Referring expression pointing data
———

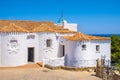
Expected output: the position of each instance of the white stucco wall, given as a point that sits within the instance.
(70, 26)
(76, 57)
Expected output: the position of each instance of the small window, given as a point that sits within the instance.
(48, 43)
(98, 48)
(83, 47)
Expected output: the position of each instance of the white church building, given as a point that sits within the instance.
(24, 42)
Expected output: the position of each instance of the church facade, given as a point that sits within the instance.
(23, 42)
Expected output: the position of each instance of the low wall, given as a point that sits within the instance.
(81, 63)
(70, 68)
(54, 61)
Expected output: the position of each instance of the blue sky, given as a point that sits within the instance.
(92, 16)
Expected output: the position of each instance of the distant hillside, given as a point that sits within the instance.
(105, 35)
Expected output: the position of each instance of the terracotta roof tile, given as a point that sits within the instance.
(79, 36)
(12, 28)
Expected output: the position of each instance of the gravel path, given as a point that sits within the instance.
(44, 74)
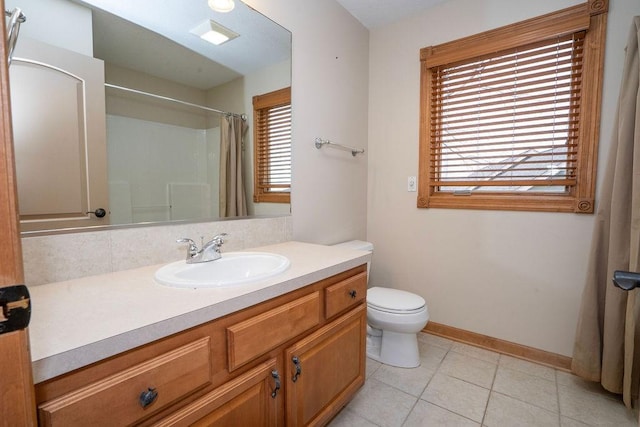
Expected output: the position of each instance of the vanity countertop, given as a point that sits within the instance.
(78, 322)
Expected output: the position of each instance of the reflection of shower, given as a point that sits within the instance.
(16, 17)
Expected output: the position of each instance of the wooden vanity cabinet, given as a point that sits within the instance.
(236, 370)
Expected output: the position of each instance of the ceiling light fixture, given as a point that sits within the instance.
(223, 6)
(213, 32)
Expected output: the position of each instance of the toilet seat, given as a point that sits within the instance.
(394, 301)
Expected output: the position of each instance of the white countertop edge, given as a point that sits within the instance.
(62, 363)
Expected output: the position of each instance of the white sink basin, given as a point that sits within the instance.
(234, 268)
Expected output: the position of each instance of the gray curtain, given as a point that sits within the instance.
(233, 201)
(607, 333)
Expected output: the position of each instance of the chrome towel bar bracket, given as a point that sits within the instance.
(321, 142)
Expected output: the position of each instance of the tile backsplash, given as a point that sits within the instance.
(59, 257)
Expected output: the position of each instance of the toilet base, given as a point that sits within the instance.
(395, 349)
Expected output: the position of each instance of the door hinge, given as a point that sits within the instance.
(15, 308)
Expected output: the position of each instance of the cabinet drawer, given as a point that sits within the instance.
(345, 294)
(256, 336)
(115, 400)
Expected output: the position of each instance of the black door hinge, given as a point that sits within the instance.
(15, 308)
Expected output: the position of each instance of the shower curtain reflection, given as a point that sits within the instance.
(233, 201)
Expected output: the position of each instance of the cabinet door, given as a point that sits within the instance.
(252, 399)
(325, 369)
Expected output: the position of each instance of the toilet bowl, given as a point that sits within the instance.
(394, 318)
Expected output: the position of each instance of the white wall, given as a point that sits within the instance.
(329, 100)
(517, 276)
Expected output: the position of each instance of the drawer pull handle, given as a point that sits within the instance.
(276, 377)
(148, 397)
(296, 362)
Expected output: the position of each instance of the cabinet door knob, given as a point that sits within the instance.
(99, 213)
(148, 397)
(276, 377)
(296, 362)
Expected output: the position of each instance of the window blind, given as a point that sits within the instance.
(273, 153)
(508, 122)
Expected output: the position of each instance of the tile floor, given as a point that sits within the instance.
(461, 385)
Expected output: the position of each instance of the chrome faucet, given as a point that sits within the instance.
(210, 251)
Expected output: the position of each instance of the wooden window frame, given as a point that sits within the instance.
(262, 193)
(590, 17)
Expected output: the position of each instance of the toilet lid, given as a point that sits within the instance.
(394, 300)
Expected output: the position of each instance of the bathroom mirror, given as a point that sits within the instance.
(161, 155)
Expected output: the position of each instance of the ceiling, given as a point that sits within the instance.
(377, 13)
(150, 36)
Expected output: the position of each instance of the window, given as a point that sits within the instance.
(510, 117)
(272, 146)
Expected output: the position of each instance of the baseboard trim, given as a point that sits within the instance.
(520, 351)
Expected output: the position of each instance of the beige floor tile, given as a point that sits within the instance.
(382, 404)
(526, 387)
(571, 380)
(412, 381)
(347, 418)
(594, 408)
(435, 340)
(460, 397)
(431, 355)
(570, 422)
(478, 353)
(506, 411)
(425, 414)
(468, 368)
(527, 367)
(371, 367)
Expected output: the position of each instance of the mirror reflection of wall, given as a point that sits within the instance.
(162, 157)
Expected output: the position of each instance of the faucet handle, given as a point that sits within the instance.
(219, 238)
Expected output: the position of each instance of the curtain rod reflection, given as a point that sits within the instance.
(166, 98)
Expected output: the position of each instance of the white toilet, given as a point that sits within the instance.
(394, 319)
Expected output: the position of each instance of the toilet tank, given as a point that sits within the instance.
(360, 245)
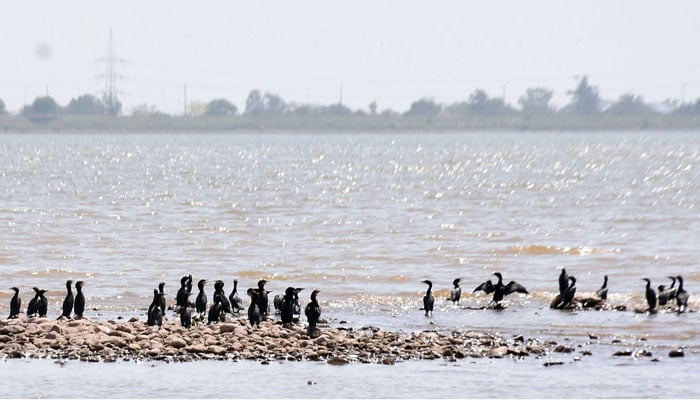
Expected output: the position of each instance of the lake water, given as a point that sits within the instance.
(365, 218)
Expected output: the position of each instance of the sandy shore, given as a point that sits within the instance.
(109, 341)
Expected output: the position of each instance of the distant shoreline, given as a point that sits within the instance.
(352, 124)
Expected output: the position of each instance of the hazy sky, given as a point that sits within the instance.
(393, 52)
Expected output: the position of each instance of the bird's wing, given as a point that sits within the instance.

———

Task
Begin at the line containing "Expected output: the position of each instance of the mirror" and stop at the final line of the data. Retype those lines exactly, without the pictures.

Task output
Expected output: the position of each instance of the mirror reflection of wall, given as a point that sits within the instance.
(162, 157)
Expected output: the position of each instance of the faucet handle, given as a point that sits within the instance.
(219, 238)
Expected output: the position of each instance of the curtain rod reflection, given as a point that sits within the instance.
(166, 98)
Expected output: the position of each instance of the white toilet, given as a point that sits within the instance.
(394, 319)
Expected output: the position of each instance of the toilet tank, given as a point that sits within the instance.
(360, 245)
Expected output: the position of each instance of the lake water, given as a point that sits within the instance.
(365, 218)
Expected output: the position of each instance of the sandy shore, given as a point that sits within the instance.
(109, 341)
Expected output: the position of each instance of the distant shoreline, given as a point that sits within the instance.
(352, 124)
Expected output: the position of each instance of the hazy sky, given as a point that sits within the instance.
(393, 52)
Expected output: the position of each instance of the bird's wing, given as a point that sits within the instance.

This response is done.